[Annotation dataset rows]
——————
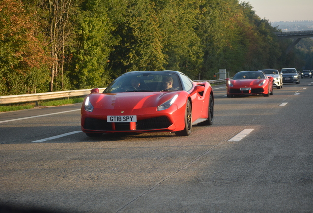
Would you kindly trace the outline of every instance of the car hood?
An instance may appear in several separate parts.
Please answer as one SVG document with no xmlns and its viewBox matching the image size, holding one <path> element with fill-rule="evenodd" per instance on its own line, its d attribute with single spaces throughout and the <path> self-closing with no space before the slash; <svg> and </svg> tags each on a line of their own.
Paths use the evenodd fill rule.
<svg viewBox="0 0 313 213">
<path fill-rule="evenodd" d="M 179 91 L 92 93 L 89 100 L 95 108 L 135 109 L 157 107 L 177 93 Z"/>
<path fill-rule="evenodd" d="M 295 75 L 298 75 L 296 73 L 286 73 L 286 74 L 282 74 L 282 75 L 283 77 L 288 77 L 288 76 L 294 76 Z"/>
<path fill-rule="evenodd" d="M 252 86 L 259 85 L 264 80 L 266 79 L 231 80 L 231 82 L 236 86 Z"/>
</svg>

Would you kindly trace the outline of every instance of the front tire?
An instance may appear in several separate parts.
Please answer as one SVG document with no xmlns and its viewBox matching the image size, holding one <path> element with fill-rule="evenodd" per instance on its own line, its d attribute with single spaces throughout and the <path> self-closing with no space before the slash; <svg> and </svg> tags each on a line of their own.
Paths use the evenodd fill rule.
<svg viewBox="0 0 313 213">
<path fill-rule="evenodd" d="M 191 133 L 192 129 L 192 108 L 190 100 L 188 99 L 185 110 L 185 128 L 180 131 L 175 132 L 177 136 L 187 136 Z"/>
<path fill-rule="evenodd" d="M 209 108 L 208 109 L 208 114 L 209 117 L 208 120 L 203 122 L 200 123 L 198 125 L 201 126 L 210 126 L 213 123 L 213 111 L 214 109 L 214 102 L 213 102 L 213 97 L 212 95 L 210 95 L 210 100 L 209 101 Z"/>
</svg>

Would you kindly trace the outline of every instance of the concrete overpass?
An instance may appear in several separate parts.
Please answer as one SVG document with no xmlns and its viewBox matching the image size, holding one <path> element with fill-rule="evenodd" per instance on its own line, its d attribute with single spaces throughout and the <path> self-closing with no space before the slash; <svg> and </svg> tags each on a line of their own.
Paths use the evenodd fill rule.
<svg viewBox="0 0 313 213">
<path fill-rule="evenodd" d="M 293 39 L 293 42 L 286 50 L 286 54 L 300 41 L 301 38 L 313 37 L 313 30 L 301 31 L 286 31 L 275 33 L 279 38 Z"/>
</svg>

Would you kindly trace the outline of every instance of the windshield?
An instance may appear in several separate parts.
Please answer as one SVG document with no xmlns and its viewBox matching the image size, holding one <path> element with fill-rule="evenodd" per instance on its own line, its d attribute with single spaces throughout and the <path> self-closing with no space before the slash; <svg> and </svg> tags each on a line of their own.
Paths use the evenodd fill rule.
<svg viewBox="0 0 313 213">
<path fill-rule="evenodd" d="M 297 71 L 294 69 L 283 69 L 281 72 L 282 74 L 296 74 Z"/>
<path fill-rule="evenodd" d="M 262 70 L 261 71 L 265 74 L 278 74 L 278 71 L 275 70 Z"/>
<path fill-rule="evenodd" d="M 182 90 L 177 75 L 165 72 L 134 72 L 120 76 L 103 93 Z"/>
<path fill-rule="evenodd" d="M 245 80 L 245 79 L 266 79 L 264 74 L 261 71 L 243 71 L 239 72 L 236 74 L 233 79 Z M 266 78 L 267 78 L 266 77 Z"/>
</svg>

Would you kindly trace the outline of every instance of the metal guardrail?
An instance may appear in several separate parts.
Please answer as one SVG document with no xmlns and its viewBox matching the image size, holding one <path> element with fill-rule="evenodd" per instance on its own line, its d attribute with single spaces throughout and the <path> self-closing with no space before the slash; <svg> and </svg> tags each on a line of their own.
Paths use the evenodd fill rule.
<svg viewBox="0 0 313 213">
<path fill-rule="evenodd" d="M 229 79 L 232 79 L 232 78 L 229 78 Z M 196 80 L 193 81 L 196 82 L 202 82 L 202 81 L 207 81 L 210 83 L 224 83 L 226 82 L 225 79 L 218 79 L 218 80 Z"/>
<path fill-rule="evenodd" d="M 100 91 L 103 91 L 105 89 L 105 88 L 99 88 Z M 90 93 L 91 90 L 91 89 L 86 89 L 83 90 L 49 92 L 30 94 L 0 96 L 0 104 L 35 101 L 37 105 L 38 105 L 40 101 L 62 98 L 68 98 L 72 97 L 88 95 Z"/>
</svg>

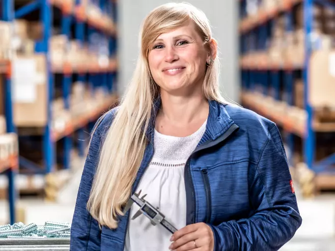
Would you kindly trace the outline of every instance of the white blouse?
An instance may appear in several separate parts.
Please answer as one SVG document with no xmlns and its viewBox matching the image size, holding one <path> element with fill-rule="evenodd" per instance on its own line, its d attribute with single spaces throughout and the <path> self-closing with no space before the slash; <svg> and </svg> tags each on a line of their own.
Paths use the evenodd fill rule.
<svg viewBox="0 0 335 251">
<path fill-rule="evenodd" d="M 186 199 L 184 180 L 186 162 L 205 133 L 207 120 L 195 133 L 187 137 L 164 135 L 156 131 L 155 152 L 136 190 L 141 197 L 158 207 L 165 219 L 177 229 L 186 226 Z M 139 207 L 131 207 L 130 218 Z M 130 219 L 125 251 L 168 251 L 172 234 L 160 224 L 153 226 L 143 214 Z"/>
</svg>

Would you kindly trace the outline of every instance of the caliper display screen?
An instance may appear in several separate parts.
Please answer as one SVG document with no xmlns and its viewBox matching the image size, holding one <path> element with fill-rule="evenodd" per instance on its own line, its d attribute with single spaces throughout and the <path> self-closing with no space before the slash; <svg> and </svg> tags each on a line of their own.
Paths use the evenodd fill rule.
<svg viewBox="0 0 335 251">
<path fill-rule="evenodd" d="M 157 213 L 147 205 L 145 205 L 142 207 L 142 210 L 152 218 L 154 218 L 157 215 Z"/>
</svg>

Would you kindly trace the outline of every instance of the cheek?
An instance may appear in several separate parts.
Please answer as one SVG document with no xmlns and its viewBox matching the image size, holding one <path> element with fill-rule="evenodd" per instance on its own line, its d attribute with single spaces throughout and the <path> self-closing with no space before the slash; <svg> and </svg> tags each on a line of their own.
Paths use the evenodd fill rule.
<svg viewBox="0 0 335 251">
<path fill-rule="evenodd" d="M 159 64 L 161 59 L 159 55 L 152 55 L 149 54 L 148 57 L 148 60 L 149 61 L 149 67 L 151 71 L 151 74 L 154 75 L 157 73 L 157 71 L 159 69 Z"/>
<path fill-rule="evenodd" d="M 192 68 L 198 69 L 206 65 L 206 55 L 201 50 L 185 50 L 183 57 L 188 61 Z"/>
</svg>

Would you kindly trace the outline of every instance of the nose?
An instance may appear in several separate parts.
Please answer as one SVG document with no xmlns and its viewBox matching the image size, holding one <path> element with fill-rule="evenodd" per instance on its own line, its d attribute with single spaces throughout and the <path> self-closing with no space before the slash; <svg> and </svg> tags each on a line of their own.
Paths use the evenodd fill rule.
<svg viewBox="0 0 335 251">
<path fill-rule="evenodd" d="M 166 46 L 165 51 L 165 60 L 167 62 L 173 62 L 179 59 L 179 57 L 173 46 Z"/>
</svg>

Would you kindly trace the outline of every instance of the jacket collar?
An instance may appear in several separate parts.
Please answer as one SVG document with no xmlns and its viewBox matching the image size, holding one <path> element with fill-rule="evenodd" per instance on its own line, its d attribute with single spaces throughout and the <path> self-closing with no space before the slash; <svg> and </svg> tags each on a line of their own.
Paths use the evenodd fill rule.
<svg viewBox="0 0 335 251">
<path fill-rule="evenodd" d="M 199 142 L 203 144 L 209 140 L 215 140 L 225 133 L 234 123 L 227 112 L 224 105 L 214 100 L 209 101 L 209 113 L 206 131 Z M 146 135 L 152 142 L 154 142 L 156 116 L 160 108 L 161 100 L 157 97 L 153 103 L 151 118 Z"/>
</svg>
——————
§ Task goal
Could you quote everything from the line containing "the metal guardrail?" down to the line containing "229 79 L 232", with both of those lines included?

§ Exercise result
Would you kindly trace the outline of every instance of the metal guardrail?
An instance may appear in several separate parts.
Please answer as one SVG document with no xmlns and its viewBox matching the image size, holding one <path> element with fill-rule="evenodd" per instance on its own line, its d attribute with single spaces throughout and the <path> self-closing with no space before the slash; <svg> and </svg> tags each on a line of their own.
Paths use the evenodd fill rule.
<svg viewBox="0 0 313 213">
<path fill-rule="evenodd" d="M 229 79 L 232 79 L 232 78 L 229 78 Z M 196 80 L 193 81 L 196 82 L 202 82 L 202 81 L 207 81 L 210 83 L 224 83 L 226 82 L 225 79 L 218 79 L 218 80 Z"/>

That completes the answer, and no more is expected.